*Task statement*.
Your answer must be the full listing below, repeated exactly.

*Exercise materials*.

════

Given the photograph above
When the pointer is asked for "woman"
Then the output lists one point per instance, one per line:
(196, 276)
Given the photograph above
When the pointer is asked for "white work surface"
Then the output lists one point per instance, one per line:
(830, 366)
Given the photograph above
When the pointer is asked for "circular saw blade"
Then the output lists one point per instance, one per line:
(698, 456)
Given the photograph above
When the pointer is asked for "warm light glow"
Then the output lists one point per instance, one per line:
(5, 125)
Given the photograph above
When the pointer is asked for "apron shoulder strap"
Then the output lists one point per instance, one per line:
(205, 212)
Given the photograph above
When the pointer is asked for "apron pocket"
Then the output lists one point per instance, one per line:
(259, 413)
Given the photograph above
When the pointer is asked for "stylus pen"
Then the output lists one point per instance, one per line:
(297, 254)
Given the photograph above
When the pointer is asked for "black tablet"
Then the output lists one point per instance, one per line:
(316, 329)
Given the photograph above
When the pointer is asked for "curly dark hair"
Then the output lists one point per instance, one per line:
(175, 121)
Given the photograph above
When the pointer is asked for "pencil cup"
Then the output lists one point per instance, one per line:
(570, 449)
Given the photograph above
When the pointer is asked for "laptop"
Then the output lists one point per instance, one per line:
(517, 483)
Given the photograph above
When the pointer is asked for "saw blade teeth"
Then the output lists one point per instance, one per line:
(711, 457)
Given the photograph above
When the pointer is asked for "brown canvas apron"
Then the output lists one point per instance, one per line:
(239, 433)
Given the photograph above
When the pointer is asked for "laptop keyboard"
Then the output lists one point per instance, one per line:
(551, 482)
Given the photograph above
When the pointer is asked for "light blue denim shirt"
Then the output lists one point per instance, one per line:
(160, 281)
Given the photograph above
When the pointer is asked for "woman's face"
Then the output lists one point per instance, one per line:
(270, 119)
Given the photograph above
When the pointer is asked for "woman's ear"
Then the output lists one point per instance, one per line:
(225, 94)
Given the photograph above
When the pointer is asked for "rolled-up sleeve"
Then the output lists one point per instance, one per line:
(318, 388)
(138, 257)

════

*Exercise output*.
Given the photograph above
When the pointer is asked for "woman"
Then the output lists one point per instance, one per line:
(196, 276)
Given the photograph above
When the pointer is asked for "white work surface"
Then the output lists one point per instance, one per line:
(830, 366)
Given the photograph above
When the pointer is asked for "circular saw blade"
Then the output lists one point per instance, one per line:
(698, 456)
Given the photograph above
When the pointer is asked for "warm light glow"
Then the output lists one point per instance, one per line:
(5, 125)
Given the photograph above
When the pointer is asked for "apron shoulder strap"
Then the output lists one point per instance, one per line:
(205, 212)
Given the photograph above
When the pointer is asked for "apron pocket"
Then the output lists one point per instance, one per line:
(259, 413)
Given the photograph above
When the pointer is asked for "stylus pen"
Then the output lists one point per instance, one per line:
(297, 254)
Given the photograph above
When the pointer is asked for "black tablet"
Then the output lists one point per instance, one per line:
(316, 329)
Given the photograph above
When the pointer is asked for "curly dark hair"
Then the output lists one point per instance, one per line:
(175, 121)
Given the photograph above
When the pointer is asked for "pencil cup"
Then the output lists one point per instance, one per line:
(570, 449)
Given the photograph above
When the pointer is asked for "laptop"
Then the output lists one point per instance, one per line:
(517, 483)
Given the photograph above
When the pointer is asked for "saw blade teeth"
Then the output lists one point per instance, one per line:
(711, 457)
Given the photograph above
When the pointer is asked for "brown canvas apron"
Then the output lists one point per instance, one per line:
(239, 433)
Given the photograph above
When the pointer is asked for "laptop keyboard"
Then the output lists one point per instance, one per line:
(551, 482)
Given the photograph above
When the pointer is asked for "light blue denim shirt"
Then the output lists one point per instance, one per line:
(160, 281)
Given the photograph above
When the pointer is asked for "woman's face"
Then the output lists one point per instance, one per line:
(270, 119)
Given the photograph above
When the pointer is asked for "woman's ear"
Then the output lists one point per instance, one per line:
(225, 94)
Given the photograph above
When the pointer is asked for "rolled-up sleeve"
Then the output lists one point per instance, one per line:
(318, 388)
(138, 257)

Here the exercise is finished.